> EXERCISE BRIEF
Find the line containing "Where can you see the gray", then output it and every line after it through the end of the listing below, exactly as written.

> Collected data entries
----------

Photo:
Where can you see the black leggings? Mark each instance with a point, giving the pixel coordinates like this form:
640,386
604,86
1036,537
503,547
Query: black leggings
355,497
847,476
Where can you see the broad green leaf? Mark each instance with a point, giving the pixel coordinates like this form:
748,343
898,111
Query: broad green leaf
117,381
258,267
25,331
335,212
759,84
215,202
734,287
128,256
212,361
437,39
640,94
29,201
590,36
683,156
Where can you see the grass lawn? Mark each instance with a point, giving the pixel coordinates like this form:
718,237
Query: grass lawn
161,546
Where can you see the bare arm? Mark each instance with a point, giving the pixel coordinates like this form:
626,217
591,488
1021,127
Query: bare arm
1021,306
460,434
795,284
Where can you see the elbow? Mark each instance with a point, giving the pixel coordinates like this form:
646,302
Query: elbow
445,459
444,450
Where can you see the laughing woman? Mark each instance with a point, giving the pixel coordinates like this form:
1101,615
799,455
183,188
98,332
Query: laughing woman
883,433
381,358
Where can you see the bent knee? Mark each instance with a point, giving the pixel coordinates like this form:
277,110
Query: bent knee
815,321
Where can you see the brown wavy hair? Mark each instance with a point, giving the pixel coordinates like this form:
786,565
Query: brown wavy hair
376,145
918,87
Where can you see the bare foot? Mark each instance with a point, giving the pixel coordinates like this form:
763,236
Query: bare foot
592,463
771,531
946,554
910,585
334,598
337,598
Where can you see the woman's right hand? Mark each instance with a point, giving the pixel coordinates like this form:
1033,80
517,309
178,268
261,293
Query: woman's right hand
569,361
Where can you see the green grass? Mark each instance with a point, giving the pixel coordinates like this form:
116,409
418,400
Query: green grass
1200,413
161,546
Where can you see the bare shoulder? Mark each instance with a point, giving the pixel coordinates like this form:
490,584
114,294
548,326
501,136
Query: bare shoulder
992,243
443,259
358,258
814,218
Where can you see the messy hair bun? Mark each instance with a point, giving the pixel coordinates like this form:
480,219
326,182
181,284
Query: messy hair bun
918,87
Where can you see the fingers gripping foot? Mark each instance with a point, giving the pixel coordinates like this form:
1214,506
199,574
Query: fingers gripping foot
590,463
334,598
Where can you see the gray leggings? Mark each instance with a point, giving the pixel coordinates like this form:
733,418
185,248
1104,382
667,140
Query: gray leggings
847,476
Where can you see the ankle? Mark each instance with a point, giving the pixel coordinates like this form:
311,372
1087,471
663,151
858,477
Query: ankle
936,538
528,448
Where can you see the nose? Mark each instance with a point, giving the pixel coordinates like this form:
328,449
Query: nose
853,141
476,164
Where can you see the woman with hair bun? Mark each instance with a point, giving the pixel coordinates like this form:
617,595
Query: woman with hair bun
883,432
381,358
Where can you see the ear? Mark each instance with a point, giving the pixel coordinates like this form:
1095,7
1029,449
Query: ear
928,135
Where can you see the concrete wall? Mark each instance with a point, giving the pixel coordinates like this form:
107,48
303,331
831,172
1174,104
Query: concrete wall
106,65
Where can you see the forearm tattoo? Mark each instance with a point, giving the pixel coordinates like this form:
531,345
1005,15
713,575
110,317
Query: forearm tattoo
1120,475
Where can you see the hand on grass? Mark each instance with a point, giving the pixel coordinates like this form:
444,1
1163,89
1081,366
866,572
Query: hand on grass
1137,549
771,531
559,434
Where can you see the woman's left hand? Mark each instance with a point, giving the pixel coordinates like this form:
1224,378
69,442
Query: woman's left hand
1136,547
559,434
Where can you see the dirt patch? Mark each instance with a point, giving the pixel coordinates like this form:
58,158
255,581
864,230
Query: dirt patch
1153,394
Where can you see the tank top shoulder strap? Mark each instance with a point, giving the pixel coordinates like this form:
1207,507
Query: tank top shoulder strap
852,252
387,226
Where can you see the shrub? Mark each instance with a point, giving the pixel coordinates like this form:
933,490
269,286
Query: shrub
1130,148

----------

> FULL SOLUTION
Where can you see the gray leggings? Mark each instance with a point, giving the pixel coordinates like this form:
733,418
185,248
1104,382
667,140
Query: gray leggings
847,476
Where can you see the ankle? Mark each instance with a point, giving the pixel coordinates like this form:
311,372
1087,471
663,151
858,477
Query: ankle
936,538
528,448
Where can you see the nose? Mark each instance with a point, giving the pixel coordinates like this form:
328,449
Query: nose
853,141
476,164
Where can you see the woman with hair bun? Mark each instance with a point, giving the pixel coordinates like this form:
617,595
Query: woman with hair bun
883,432
381,358
Where can you see the ear? Mark each instance with a point, giving the pixel coordinates like this form:
1095,7
1029,449
Query: ear
928,135
Where can you see the concrete wall? Mark each instance with a point, giving the pixel coordinates like this form:
107,48
303,331
831,172
1174,104
Query: concrete wall
106,65
Where can you see the forearm tattoo? Mark each instance with a point, giving the pixel coordinates like this form:
531,345
1005,15
713,575
110,317
Query: forearm tattoo
1120,475
Where can you see the hand on grass? Mark each instance with a point, giving the pixel coordinates like this form:
444,1
1163,89
1081,366
866,572
Query: hand on grass
1137,549
771,531
559,434
Where can you see the woman's left hand? Mark each instance with a point, giving the pixel coordinates like this form:
1224,378
69,442
Query: woman's left hand
1136,547
559,434
Where can you see the dirt patch? Mark each instance with a point, giving the pixel coordinates like this form:
58,158
255,581
864,230
Query: dirt patch
1153,394
Where can you see the tank top shoulder strap? Mark each instance with a point, giving the pixel coordinates like this form:
1207,507
Query: tank top shoulder strap
852,252
387,226
Where can you see the shrub? Mark each instance with a point, giving the pixel coordinates like this form:
933,490
269,286
Query: shrub
1130,148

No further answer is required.